--- Requirements ---
[1] In the forum thread on array multiplication, what share of the total running time does the process take?
[2] In the forum thread on array multiplication, substitute "resultArray" for "outputArray" and write out the passage starting with "Data[] dataArray;" and going on through "ln-1; i > 0; i--)".
[3] Pick up the forum thread on array multiplication after its final sentence and keep writing.

--- Page excerpt ---

%%

CODEWITHSUNDEEP
c++arraysoptimization
Mike B
Mike B

Reputation: 478

How can I optimise array multiplication by constant?

Given the following code, where a, b, c, d etc are constants:

Data[] dataArray;
Intermediate[] interArray;
Output[] outputArray;

for (int i = 0; i < length; i++)
{
  interArray[i] = (c * dataArray[i]) + (a * dataArray[i+1]);
  interArray[i] -= (b * interArray[i - 1]) + (d * interArray[i - 2]);
  outputArray[i] = interArray[i];
}

for (int i = ln-1; i > 0; i--)
{
  interArray[i - 1] = (e * dataArray[i]) + (f * dataArray[i-1]);
  interArray[i - 1] -= (g * interArray[i]) + (h * interArray[i+1]);
  outputArray[i] += interArray[i]; 
}

How can I optimise this?

I want to walk the arrays only once. Unfortunately, I am dependant on the fact that the second loop requires the interArray to be filled by the first loop.

The reason I want to do this is because this process takes up 20% of my total running time, and I'm trying to optimise it. The arrays can be very large, and the types are usually large PODs. I'm assuming I'm stepping into cache trashing territory, which is why I'm trying to reduce the number of times I walk over the array. There is no * operator, it's just standard multiplication.

%%

--- Extracted data ---
%%

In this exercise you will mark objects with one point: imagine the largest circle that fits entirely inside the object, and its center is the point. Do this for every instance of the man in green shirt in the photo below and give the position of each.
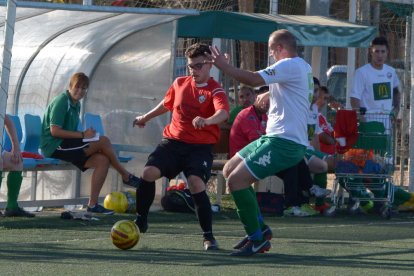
(245, 99)
(11, 160)
(60, 139)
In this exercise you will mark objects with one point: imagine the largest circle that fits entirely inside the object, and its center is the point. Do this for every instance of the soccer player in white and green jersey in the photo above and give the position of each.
(290, 83)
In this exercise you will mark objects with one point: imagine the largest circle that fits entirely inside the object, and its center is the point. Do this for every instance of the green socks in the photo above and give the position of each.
(247, 208)
(320, 179)
(14, 181)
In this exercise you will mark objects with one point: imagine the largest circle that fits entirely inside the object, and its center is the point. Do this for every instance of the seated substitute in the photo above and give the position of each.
(12, 162)
(60, 139)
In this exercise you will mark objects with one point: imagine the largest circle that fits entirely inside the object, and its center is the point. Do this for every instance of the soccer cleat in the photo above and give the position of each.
(142, 224)
(252, 247)
(303, 211)
(267, 235)
(100, 210)
(317, 191)
(367, 206)
(133, 181)
(308, 209)
(18, 212)
(322, 208)
(210, 244)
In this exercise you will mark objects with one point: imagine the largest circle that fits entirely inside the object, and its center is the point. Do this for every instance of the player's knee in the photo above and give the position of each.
(151, 173)
(101, 160)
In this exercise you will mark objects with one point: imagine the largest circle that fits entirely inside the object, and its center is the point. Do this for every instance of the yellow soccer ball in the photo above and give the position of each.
(116, 201)
(125, 234)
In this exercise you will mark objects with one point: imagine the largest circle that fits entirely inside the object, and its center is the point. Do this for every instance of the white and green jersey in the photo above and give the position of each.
(374, 88)
(290, 83)
(313, 123)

%%

--- Expected outputs ---
[1] 20% of the total running time.

[2]
Data[] dataArray;
Intermediate[] interArray;
Output[] resultArray;

for (int i = 0; i < length; i++)
{
  interArray[i] = (c * dataArray[i]) + (a * dataArray[i+1]);
  interArray[i] -= (b * interArray[i - 1]) + (d * interArray[i - 2]);
  resultArray[i] = interArray[i];
}

for (int i = ln-1; i > 0; i--)

[3]
Notes : I am aware that the upper and lower boundaries of the arrays crash and burn here, due to going out of bounds. I would manually handle these.

Any advice would be appreciated! It's possible that I can't do it any faster, but I'd like to at least try!

Upvotes: 1

Views: 145

Answers (1)

user3590169
user3590169

Reputation: 396

I'm not sure this will give you a huge time saving, but I think you can do the calcs in a single pass, by expanding out the terms. This could take it down to 6 multiplications and accumulations, as compared to 8 multiplications. Additionally you wouldn't need the intermediate array. It would look something like this (please double check the expansion of this)

Data[] dataArray;
Output[] outputArray;
auto DMinus2 = -c * d;
auto DMinus1 = -a - b*c;
auto D = c - a * b + f;
...

for (int i = 0; i < length; i++)
{
    outputArray[i] = DMinus2 * dataArray[i-2] + 
        DMinus1[i-1] * dataArray[i-1] +
        D * dataArray[i] + ....
        DPlus3 + dataArray[i+3];
}

EDIT:

Firstly, apologies, my first answer is not totally correct. However, I am fairly confident that it is possible to simplify the loops.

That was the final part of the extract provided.